* _Problem_
Copy exactly, and only, the lines from the line containing "Q: report a point for each instance of the gravel" through the last line of the records below, both included.

* _Exercise data_
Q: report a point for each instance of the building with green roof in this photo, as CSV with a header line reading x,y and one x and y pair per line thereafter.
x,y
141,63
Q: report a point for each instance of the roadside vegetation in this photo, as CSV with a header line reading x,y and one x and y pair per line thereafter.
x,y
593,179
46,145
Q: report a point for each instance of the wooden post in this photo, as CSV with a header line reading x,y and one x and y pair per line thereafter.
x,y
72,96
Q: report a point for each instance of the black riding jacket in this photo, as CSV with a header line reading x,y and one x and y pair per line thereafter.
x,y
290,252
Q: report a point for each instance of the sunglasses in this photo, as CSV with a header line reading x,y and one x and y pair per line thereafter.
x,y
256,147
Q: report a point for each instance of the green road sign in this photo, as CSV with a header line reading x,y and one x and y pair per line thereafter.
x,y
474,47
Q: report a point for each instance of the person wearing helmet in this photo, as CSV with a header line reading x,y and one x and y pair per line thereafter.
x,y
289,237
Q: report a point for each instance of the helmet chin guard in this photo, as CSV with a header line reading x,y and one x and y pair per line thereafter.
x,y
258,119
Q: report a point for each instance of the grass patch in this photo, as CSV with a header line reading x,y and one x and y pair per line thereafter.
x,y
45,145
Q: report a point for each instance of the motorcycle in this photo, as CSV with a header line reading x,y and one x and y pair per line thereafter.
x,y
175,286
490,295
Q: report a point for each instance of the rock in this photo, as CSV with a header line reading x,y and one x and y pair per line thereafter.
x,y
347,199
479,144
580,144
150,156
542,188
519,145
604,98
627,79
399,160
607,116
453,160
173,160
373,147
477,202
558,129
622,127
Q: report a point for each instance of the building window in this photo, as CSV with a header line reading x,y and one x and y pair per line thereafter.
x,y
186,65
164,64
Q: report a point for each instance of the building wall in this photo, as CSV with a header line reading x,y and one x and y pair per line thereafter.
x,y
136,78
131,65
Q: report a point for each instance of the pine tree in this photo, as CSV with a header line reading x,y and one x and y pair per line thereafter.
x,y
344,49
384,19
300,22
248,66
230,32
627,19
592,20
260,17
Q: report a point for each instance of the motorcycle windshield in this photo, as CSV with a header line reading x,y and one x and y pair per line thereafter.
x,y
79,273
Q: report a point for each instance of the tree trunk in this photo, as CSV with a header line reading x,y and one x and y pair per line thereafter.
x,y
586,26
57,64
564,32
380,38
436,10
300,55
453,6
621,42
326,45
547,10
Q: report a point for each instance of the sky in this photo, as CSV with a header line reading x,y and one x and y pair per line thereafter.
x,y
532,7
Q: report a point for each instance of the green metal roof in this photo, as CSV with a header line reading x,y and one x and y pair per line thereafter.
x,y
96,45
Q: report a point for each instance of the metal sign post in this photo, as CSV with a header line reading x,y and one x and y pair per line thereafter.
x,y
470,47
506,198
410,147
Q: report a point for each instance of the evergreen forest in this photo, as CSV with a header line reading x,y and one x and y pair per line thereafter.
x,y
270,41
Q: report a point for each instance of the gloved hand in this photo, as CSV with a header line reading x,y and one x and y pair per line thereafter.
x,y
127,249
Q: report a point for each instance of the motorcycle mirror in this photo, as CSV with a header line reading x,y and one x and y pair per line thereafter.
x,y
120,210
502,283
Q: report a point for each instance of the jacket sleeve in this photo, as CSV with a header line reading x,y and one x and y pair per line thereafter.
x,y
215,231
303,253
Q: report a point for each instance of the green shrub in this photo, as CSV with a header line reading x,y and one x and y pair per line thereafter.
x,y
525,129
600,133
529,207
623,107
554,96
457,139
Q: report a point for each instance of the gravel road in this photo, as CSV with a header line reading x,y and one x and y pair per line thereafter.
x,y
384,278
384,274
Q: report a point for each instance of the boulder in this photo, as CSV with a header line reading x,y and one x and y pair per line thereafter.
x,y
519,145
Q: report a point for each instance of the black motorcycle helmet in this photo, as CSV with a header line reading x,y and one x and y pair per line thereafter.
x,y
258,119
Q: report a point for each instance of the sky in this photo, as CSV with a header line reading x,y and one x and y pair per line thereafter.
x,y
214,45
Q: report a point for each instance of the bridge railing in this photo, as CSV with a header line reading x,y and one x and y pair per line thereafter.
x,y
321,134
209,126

* _Response for this exercise_
Q: report a point for each instance of the gravel road in this photo, as CSV with a header line reading x,y and one x and y pair per line thereafter.
x,y
384,278
384,274
Q: report a point for each instance of the boulder in this photo, as CSV with a header line reading x,y and one x and y pair per line thereafter.
x,y
519,145
Q: report a point for each instance of the black motorcycle helmet in this photo, as CSV with a header line reading x,y and one x and y pair per line thereafter.
x,y
258,119
Q: report a point for each instance of the sky in this photo, as CSV with a header line reading x,y and one x and y pair per line thereafter.
x,y
214,45
Q: report a point for each instance of the bridge railing in this photo, as CSV with a header line reading x,y and one x and y pair per line thereafter.
x,y
321,134
209,126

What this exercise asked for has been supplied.